PAGE EXTRACT: Begin

Scientific classification
- Domain: Eukaryota
- Kingdom: Animalia
- Phylum: Chordata
- Class: Actinopterygii
- Order: Callionymiformes
- Family: Callionymidae
- Genus: Callionymus
- Species: C. bairdi
- Binomial name: Callionymus bairdi Jordan, 1888
- Synonyms: Callionymus sanctaehelenae Fricke, 1983; Callionymus boekeri Metzelaar, 1919; Callionymus sanctieustatii Metzelaar, 1919; Paradiplogrammus bairdi (Jordan, 1888);

= Lancer dragonet =

- Authority: Jordan, 1888
- Conservation status: LC
- Synonyms: Callionymus sanctaehelenae Fricke, 1983, Callionymus boekeri Metzelaar, 1919, Callionymus sanctieustatii Metzelaar, 1919, Paradiplogrammus bairdi (Jordan, 1888)

Species of fish

The lancer dragonet (Callionymus bairdi), Baird's dragonet, coral dragonet or St Helena dragonet, is a species of dragonet native to the warmer waters of the Atlantic Ocean where it occurs at depths of from 1 to 91 m. In the western Atlantic it occurs from Cape Hatteras southwards along the east coast of North America. including Bermuda and the Bahamas, into the Gulf of Mexico and throughout the Caribbean Sea. It has also been recorded from Ilha da Trindade off Brazil. In the eastern Atlantic it has been recorded from the Cape Verde Islands, Ascension Island, St. Helena, and Sao Tome e Principe in the Gulf of Guinea. This species grows to a length of 11.4 cm TL.

Callionymus bairdi is found over sandy bottoms but also over substrates of rocky-rubble. It occurs in shallow reefs as well as in beds of Thalassia testudinum. It is a sexually dimorphic species. The juveniles occur shallower than 15m.

The specific name honours the U.S. ornithologist and ichthyologist Spencer Fullerton Baird (1823-1887).

PAGE EXTRACT: End

§ **WORK ORDER 1**:
In the dragonet entry, whom does the specific name of Callionymus bairdi honor?
§ **WORK ORDER 2**:
Reproduce the portion of the dragonet entry starting with "Callionymus bairdi is" and going on through "shallower than 15m.".
The stored records bear no relation to the dragonet entry.

MATERIAL PROVIDED: Begin

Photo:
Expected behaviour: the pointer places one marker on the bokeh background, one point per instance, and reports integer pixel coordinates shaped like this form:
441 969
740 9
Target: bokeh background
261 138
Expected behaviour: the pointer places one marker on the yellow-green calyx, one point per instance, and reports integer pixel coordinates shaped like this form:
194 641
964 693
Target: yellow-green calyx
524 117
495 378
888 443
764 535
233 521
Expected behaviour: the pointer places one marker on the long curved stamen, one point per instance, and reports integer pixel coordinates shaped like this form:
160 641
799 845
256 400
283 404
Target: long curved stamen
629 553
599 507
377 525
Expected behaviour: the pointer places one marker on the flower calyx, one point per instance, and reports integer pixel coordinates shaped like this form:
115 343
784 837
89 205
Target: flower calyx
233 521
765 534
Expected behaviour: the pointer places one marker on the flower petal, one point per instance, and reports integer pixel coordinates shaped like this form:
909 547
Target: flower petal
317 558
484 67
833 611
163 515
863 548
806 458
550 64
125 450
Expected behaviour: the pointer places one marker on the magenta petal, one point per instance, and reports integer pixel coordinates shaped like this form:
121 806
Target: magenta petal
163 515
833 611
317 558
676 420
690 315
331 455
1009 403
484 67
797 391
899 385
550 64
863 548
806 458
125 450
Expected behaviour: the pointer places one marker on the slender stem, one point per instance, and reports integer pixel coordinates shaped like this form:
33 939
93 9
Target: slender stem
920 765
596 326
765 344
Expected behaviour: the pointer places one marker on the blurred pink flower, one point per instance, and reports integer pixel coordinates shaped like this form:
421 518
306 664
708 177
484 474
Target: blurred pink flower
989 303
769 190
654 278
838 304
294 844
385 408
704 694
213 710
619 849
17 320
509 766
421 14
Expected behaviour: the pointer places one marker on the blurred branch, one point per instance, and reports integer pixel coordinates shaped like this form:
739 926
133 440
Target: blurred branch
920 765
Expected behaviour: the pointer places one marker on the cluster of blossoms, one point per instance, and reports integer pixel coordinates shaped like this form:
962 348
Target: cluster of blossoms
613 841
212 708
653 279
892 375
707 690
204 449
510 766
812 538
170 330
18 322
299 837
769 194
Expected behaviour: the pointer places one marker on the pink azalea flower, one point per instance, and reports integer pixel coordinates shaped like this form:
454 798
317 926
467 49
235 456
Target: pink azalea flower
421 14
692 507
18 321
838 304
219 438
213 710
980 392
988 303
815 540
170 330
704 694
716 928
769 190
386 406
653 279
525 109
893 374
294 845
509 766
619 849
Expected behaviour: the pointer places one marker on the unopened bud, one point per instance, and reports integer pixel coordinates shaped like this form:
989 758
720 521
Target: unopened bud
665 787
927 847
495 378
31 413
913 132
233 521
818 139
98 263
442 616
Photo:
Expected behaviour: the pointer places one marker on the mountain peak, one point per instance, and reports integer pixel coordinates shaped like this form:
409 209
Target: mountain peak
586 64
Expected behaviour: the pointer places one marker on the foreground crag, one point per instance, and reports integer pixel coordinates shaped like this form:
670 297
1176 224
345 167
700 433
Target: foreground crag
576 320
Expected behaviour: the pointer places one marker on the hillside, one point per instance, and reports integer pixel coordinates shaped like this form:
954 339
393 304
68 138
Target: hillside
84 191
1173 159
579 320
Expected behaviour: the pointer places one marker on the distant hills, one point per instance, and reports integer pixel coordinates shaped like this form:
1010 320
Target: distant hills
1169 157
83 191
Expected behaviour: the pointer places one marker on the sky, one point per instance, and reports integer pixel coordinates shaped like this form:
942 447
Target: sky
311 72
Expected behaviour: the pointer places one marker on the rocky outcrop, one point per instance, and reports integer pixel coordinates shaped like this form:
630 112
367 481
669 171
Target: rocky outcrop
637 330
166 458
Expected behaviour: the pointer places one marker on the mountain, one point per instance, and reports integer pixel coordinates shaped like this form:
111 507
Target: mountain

MATERIAL PROVIDED: End

§ **YOUR SOLUTION 1**:
It honors the U.S. ornithologist and ichthyologist Spencer Fullerton Baird (1823-1887).

§ **YOUR SOLUTION 2**:
Callionymus bairdi is found over sandy bottoms but also over substrates of rocky-rubble. It occurs in shallow reefs as well as in beds of Thalassia testudinum. It is a sexually dimorphic species. The juveniles occur shallower than 15m.